• [Exercise passage]:
______

Bollywood is King in Nepal. Radio stations play Hindi songs, most television stations play Bollywood movies, and children learn Hindi songs and emulate Bollywood dancers. It is refreshing to see that the United States is not the only global exporter of culture.
The influence of Hindi music is so great that almost every Nepali I have asked tells me they understand Hindi perfectly well but have difficulty speaking it. When there was a cultural program at my school, many students sang and danced to Hindi songs and a few sang in Nepali or Tamang or Newari.
But there is also a general awareness of American music too. It is interesting to ask young Nepalis about their favorite American bands. Here are some of the most popular contenders:
The Grateful Dead
What fascinates me is that there is no unity of genre. A ten-year-old boy might say, "My favorites are 50 cent, Slipknot, and Justin Bieber." Just a few Americans bands of various genres manage to make it big in Nepal. Nobody I have met has heard of The Beatles, or The Rolling Stones, or Muse, or Kanye West.
In 2008 I saw t-shirts everywhere with pictures of Britney Spears, Kurt Cobain, and Avril Lavigne (kids described Avril Lavigne as "punky"). Today I see t-shirts featuring Death Note everywhere (which is a Japanese supernatural thriller anime), as well as shirts that claim "Punk will Never Die" or "Emo Forever."
So the Koreans left 9 melodicas at my school, and I've been playing one of them and trying to think about how to teach music. The students know a lot about Hindi music but there isn't much knowledge of musical theory, so during afternoon breaks I have been teaching people who want to learn about basic music skills on the melodica/"mouth piano." Someone told me it would be difficult to form a club because there would be too many students who would want to take it, and there isn't a lot of time, but I'm formulating a plan to get a group together for a class.
The Sanskrit version of Do Re Mi goes like this:
Sa Re Ga Ma Pa Dha Ni Sá
|Musicians at Dakshinkali during Dashain|
So I have been teaching using these words for the scale. Students have also begun playing a snare drum military-style at the school assemblies, and I fixed up the drum by replacing some broken wingnuts and soldering some of the snares back on. I have been giving a little bit of drum instruction to those students. It is a very nostalgic feeling; it reminds me of my high school drum lessons.
I have also used music in the English classroom once so far. Green Day both gets some currency in Nepal and is not too hard on my ears, so I played "Boulevard of Broken Dreams" for the class and had them fill in the gaps of the lyrics I wrote on the board. Unfortunately, only one boy answered the entire time. He was a big Green Day fan and already knew all of the lyrics, while everybody else looked at me blankly and refused to participate. Apparently nobody except this one boy had ever heard of Green Day or really any other American music. And this boy had been learning at a private school until this year, where he had picked up Green Day. I think everyone else felt out of the loop.
So the first attempt to incorporate music into my English teaching was sort of a disaster, but I think if I continue it will go better. I learned more German from the punk band Die Ärzte than I did from German teachers, so I'm a big believer in that method. I picked up some more music that I think will get currency in Nepal: Avril Lavigne, Linkin Park, and Taylor Swift. Not really my kind of music, but I'm working on how to present it (in addition to, he says pretentiously, "good" music) so that nobody feels ostracized and maybe some students will start listening to these bands and it will improve their English long after I'm gone. And they will all spell "skater" with an 8.

______

• [Your tasks]:
[A] Decide whether each statement agrees with the essay on music in Nepal, and answer yes or no, quoting the words of the essay that decide it. (i) Most television stations in Nepal play Bollywood movies. (ii) Many of the people the writer has met have heard of The Beatles. (iii) When the writer played a Green Day song in English class, most students helped fill in the missing lyrics.
[B] Write out a section of the essay on music in Nepal word for word, starting with "So the Koreans" and going on through "for a class.".
Use only the essay on music in Nepal to complete this work.

______

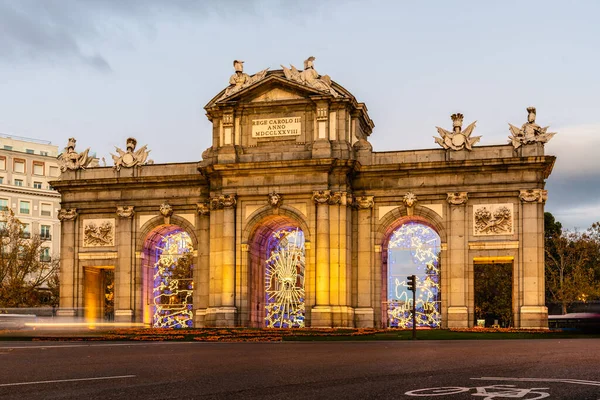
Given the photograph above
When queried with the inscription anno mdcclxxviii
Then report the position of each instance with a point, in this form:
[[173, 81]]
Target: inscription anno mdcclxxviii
[[276, 127]]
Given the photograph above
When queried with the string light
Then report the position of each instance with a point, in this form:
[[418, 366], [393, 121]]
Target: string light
[[284, 280], [423, 244], [173, 284]]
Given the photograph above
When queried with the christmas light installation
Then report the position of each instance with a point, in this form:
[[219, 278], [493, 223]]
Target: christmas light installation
[[284, 279], [173, 283], [414, 250]]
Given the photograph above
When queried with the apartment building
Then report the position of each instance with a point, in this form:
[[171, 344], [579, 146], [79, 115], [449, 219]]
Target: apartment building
[[26, 167]]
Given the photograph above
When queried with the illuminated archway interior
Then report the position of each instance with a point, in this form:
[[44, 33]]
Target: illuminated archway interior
[[413, 249], [284, 279], [172, 280]]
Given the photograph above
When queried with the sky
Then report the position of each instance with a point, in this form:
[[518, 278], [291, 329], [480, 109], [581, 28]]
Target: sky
[[104, 70]]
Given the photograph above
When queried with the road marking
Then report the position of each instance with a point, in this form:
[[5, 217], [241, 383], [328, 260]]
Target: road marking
[[67, 380], [55, 345], [555, 380]]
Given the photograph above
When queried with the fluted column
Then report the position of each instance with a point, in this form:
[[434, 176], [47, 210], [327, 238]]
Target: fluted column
[[321, 313], [364, 315], [68, 264], [455, 273], [201, 271], [124, 268], [533, 312]]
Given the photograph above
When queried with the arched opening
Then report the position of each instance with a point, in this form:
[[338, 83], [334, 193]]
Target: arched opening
[[168, 279], [277, 260], [412, 248]]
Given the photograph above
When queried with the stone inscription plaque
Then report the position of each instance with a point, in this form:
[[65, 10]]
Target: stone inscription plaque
[[272, 127]]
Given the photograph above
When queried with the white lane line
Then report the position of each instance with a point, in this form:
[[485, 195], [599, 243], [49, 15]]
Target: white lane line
[[51, 345], [67, 380], [550, 380]]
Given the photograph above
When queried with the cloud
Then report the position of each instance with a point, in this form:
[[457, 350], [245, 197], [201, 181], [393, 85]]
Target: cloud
[[55, 30]]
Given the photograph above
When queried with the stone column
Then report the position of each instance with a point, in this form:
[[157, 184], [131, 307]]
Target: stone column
[[321, 313], [533, 312], [68, 262], [125, 262], [455, 273], [222, 310], [201, 270], [342, 312], [364, 313]]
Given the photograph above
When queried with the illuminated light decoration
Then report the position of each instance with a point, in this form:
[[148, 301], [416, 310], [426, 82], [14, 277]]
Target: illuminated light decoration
[[173, 283], [284, 280], [414, 250]]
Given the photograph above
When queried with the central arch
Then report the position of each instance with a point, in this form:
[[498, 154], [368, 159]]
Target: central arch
[[277, 273], [412, 247]]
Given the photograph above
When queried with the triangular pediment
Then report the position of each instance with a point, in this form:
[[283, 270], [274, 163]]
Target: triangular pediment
[[274, 87]]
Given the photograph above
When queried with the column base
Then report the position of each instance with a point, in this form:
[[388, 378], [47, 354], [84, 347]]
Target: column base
[[200, 318], [66, 312], [220, 317], [320, 317], [364, 317], [533, 317], [458, 317], [342, 316], [124, 315]]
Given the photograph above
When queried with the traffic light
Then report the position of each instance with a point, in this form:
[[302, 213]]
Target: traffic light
[[411, 280]]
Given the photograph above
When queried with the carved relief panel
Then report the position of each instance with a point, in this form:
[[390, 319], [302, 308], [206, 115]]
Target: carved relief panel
[[99, 232], [493, 219]]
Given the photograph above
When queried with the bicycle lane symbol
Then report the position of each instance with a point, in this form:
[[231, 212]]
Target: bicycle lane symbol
[[486, 392]]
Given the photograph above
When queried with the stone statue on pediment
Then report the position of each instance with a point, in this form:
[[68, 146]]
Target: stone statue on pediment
[[71, 160], [239, 80], [530, 132], [310, 77], [131, 157], [457, 139]]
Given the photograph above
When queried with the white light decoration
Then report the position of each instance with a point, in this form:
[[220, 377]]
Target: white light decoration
[[173, 283], [284, 280], [414, 249]]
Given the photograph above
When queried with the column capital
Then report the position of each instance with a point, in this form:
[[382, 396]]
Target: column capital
[[457, 198], [203, 208], [223, 201], [321, 196], [364, 202], [125, 211], [533, 195], [67, 214]]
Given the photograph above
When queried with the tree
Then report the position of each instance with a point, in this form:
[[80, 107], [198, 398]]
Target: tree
[[571, 264], [25, 268]]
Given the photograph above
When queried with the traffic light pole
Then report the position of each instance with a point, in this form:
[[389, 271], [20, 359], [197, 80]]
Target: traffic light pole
[[412, 285]]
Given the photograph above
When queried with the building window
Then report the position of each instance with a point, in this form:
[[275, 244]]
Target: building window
[[46, 210], [26, 231], [24, 207], [45, 254], [19, 165], [45, 232], [38, 168]]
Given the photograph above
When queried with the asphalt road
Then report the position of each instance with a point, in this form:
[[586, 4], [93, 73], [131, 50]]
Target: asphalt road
[[516, 369]]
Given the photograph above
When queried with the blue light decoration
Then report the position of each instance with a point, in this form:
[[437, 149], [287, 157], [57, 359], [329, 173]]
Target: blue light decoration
[[173, 282], [284, 279], [414, 249]]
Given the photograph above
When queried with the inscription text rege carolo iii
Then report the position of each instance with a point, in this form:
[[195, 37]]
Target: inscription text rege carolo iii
[[276, 127]]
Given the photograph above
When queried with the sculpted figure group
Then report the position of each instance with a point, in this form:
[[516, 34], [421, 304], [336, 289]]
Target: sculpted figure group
[[458, 139]]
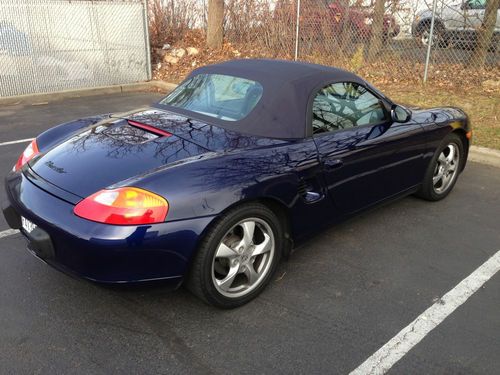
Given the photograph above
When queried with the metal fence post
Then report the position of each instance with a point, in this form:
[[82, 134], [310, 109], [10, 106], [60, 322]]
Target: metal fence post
[[146, 41], [429, 44], [297, 23]]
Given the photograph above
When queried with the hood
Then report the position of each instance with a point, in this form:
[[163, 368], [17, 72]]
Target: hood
[[130, 145]]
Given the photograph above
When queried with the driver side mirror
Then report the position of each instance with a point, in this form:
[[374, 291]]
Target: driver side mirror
[[400, 114]]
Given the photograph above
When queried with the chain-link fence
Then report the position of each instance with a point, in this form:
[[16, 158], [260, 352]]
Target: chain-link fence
[[54, 45], [384, 40]]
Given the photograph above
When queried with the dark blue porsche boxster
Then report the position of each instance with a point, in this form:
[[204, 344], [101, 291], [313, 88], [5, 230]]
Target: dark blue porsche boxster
[[218, 181]]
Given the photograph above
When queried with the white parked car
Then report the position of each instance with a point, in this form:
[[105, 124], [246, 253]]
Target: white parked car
[[455, 24]]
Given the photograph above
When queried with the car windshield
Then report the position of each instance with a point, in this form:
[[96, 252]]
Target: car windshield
[[222, 96]]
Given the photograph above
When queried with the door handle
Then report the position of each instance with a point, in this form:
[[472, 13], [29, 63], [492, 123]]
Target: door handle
[[333, 163]]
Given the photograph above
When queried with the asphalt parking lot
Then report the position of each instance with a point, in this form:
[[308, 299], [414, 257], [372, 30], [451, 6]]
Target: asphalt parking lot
[[339, 298]]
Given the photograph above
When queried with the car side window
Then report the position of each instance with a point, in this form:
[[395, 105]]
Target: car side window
[[345, 105]]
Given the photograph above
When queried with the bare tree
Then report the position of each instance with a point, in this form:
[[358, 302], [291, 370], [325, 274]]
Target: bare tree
[[485, 33], [377, 29], [215, 23]]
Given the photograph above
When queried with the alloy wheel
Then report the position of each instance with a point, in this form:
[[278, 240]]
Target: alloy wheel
[[446, 168], [243, 258]]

______

• [Answers given]:
[A]
(i) Yes: "most television stations play Bollywood movies"
(ii) No: "Nobody I have met has heard of The Beatles"
(iii) No: "only one boy answered the entire time"

[B]
So the Koreans left 9 melodicas at my school, and I've been playing one of them and trying to think about how to teach music. The students know a lot about Hindi music but there isn't much knowledge of musical theory, so during afternoon breaks I have been teaching people who want to learn about basic music skills on the melodica/"mouth piano." Someone told me it would be difficult to form a club because there would be too many students who would want to take it, and there isn't a lot of time, but I'm formulating a plan to get a group together for a class.